What you have to do: If a line in the records below holds the string "support", count it; give only the total.

Given data:
--------

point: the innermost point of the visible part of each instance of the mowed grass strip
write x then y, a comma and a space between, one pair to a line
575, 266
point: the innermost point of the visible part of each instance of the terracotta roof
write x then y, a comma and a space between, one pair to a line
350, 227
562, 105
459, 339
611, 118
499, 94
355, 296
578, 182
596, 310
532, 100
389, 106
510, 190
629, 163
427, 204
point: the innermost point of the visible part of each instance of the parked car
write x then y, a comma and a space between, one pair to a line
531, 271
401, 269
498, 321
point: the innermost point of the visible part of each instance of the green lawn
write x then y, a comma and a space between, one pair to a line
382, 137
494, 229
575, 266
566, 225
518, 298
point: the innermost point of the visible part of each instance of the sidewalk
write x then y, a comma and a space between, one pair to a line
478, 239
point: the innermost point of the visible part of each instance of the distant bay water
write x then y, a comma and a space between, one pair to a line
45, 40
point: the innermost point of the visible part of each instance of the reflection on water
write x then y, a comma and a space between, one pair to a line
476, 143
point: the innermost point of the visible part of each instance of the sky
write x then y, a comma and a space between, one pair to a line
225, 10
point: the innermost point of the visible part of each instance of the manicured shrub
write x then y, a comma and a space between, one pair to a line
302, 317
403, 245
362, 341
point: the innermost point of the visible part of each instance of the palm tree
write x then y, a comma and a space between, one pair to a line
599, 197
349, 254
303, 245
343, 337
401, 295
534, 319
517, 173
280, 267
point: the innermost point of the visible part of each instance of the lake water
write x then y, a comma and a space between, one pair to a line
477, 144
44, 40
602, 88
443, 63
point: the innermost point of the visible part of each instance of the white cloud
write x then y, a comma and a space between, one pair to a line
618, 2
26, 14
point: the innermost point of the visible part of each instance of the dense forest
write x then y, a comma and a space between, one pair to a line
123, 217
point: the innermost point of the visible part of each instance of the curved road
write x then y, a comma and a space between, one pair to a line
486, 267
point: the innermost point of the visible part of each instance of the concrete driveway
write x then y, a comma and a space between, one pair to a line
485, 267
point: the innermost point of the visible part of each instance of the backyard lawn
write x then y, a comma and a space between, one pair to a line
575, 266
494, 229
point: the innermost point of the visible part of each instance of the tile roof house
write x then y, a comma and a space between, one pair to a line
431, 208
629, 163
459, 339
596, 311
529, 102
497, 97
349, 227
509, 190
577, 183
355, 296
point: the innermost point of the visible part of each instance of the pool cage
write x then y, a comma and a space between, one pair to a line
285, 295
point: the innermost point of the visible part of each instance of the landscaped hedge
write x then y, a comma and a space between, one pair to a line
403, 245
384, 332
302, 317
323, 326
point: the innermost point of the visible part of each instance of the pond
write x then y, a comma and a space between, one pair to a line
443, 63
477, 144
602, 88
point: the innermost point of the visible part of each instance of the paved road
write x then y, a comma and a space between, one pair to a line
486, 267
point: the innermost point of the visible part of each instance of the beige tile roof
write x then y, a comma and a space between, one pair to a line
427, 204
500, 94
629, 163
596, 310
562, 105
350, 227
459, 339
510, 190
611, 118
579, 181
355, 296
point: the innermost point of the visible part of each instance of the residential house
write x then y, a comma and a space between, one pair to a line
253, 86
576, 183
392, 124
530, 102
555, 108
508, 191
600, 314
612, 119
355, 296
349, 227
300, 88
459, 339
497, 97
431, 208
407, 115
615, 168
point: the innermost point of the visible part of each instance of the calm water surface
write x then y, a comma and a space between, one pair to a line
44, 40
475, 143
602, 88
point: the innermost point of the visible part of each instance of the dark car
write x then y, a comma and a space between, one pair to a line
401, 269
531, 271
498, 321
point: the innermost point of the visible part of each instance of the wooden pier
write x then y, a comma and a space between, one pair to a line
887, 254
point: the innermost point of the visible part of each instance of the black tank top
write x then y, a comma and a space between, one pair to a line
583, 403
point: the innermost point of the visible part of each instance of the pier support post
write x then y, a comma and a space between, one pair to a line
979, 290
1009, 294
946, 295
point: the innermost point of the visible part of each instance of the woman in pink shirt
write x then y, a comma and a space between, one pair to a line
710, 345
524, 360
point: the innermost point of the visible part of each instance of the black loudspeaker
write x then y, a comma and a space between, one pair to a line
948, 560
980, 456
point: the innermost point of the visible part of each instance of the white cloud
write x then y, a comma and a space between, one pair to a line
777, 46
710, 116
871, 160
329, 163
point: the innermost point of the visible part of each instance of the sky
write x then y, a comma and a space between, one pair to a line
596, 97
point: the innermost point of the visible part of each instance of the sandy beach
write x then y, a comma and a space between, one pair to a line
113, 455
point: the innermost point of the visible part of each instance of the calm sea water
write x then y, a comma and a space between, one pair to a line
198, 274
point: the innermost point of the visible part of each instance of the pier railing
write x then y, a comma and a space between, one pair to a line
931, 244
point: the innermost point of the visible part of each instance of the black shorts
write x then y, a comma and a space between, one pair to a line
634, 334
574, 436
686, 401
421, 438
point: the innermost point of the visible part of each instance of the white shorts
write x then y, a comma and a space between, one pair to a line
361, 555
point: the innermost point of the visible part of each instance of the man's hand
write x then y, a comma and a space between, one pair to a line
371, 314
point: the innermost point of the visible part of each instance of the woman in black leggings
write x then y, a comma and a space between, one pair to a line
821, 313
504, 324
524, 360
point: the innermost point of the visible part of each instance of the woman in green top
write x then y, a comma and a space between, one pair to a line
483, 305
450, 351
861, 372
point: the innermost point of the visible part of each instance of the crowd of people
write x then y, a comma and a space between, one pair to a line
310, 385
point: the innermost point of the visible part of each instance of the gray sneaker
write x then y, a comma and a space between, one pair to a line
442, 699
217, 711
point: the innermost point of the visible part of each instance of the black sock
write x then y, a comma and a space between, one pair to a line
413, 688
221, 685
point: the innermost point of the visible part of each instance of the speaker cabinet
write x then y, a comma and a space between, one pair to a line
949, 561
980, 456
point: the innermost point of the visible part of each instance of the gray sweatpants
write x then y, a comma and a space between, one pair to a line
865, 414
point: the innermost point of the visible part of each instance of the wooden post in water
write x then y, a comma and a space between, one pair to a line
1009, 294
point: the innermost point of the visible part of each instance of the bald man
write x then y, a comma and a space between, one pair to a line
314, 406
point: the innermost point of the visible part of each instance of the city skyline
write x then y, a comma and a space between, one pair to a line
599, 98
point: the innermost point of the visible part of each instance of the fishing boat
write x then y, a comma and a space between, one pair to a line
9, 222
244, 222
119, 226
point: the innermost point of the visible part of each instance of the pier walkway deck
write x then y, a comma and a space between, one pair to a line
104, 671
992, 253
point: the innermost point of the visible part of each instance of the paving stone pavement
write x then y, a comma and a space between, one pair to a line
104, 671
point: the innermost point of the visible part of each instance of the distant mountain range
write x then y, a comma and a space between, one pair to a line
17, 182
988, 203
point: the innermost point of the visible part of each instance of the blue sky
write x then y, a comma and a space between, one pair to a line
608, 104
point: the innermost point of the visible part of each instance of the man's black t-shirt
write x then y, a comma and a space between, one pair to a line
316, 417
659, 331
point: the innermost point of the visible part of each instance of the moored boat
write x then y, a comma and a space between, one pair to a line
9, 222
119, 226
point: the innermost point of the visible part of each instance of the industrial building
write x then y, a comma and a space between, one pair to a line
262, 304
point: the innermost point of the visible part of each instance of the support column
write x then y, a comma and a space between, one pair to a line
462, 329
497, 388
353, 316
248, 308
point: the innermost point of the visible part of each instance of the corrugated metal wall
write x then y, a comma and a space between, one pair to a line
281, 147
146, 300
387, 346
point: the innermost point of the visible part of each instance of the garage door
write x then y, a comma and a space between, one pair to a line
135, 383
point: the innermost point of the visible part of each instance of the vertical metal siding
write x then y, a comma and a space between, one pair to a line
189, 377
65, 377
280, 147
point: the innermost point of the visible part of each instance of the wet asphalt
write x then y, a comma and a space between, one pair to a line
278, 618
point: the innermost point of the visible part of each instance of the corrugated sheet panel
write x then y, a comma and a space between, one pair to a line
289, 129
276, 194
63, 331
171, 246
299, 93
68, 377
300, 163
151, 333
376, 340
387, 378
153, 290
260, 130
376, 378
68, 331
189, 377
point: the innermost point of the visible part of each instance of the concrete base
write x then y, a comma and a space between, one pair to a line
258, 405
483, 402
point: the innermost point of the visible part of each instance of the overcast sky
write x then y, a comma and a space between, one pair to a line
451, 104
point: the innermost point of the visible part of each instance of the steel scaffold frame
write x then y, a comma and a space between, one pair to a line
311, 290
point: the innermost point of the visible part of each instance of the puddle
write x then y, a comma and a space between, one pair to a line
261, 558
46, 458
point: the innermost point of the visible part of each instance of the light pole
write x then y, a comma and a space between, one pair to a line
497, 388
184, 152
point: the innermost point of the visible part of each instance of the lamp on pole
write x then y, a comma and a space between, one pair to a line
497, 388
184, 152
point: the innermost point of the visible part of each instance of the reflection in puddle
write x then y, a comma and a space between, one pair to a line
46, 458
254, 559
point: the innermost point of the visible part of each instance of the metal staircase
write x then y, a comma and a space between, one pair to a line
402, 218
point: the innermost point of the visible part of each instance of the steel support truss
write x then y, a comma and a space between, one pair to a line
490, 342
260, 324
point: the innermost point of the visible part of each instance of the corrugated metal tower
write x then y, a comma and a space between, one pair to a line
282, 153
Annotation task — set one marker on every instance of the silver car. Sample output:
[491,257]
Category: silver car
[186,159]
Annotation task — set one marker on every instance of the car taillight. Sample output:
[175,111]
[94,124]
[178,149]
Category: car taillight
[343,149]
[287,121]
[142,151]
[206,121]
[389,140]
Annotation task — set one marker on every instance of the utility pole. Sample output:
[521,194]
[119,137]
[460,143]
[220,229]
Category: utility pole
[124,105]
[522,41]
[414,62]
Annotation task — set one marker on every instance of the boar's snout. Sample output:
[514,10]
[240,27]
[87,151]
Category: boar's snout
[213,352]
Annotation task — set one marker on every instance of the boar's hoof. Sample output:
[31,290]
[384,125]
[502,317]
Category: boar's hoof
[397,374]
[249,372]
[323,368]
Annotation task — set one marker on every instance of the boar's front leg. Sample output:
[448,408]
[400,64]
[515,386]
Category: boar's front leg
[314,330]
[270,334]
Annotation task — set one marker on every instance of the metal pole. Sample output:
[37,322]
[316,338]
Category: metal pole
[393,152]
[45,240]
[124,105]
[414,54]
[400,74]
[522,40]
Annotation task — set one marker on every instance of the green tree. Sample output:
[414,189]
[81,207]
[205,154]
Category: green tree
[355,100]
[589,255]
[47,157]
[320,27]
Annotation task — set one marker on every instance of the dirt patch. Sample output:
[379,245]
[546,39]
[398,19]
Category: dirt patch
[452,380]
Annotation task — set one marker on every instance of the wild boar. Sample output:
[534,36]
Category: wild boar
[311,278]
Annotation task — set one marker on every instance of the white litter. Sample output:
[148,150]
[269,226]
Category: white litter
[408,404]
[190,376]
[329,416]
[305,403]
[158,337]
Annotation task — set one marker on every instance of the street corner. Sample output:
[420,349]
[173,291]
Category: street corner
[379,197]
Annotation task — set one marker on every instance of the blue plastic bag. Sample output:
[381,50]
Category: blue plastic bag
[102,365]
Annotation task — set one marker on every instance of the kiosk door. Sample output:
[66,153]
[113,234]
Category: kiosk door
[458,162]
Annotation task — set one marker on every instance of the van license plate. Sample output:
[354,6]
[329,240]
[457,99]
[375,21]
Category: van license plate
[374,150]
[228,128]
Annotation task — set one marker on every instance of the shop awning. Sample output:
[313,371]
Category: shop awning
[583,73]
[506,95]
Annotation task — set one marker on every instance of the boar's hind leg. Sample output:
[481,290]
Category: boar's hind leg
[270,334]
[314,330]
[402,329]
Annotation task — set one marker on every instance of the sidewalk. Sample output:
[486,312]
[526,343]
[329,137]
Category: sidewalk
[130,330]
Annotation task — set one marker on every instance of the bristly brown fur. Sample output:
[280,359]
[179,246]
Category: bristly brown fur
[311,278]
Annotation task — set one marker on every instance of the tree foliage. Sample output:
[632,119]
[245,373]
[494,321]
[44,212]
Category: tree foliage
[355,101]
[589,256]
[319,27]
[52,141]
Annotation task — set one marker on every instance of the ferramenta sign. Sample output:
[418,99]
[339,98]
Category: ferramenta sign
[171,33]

--------

Written solution: 3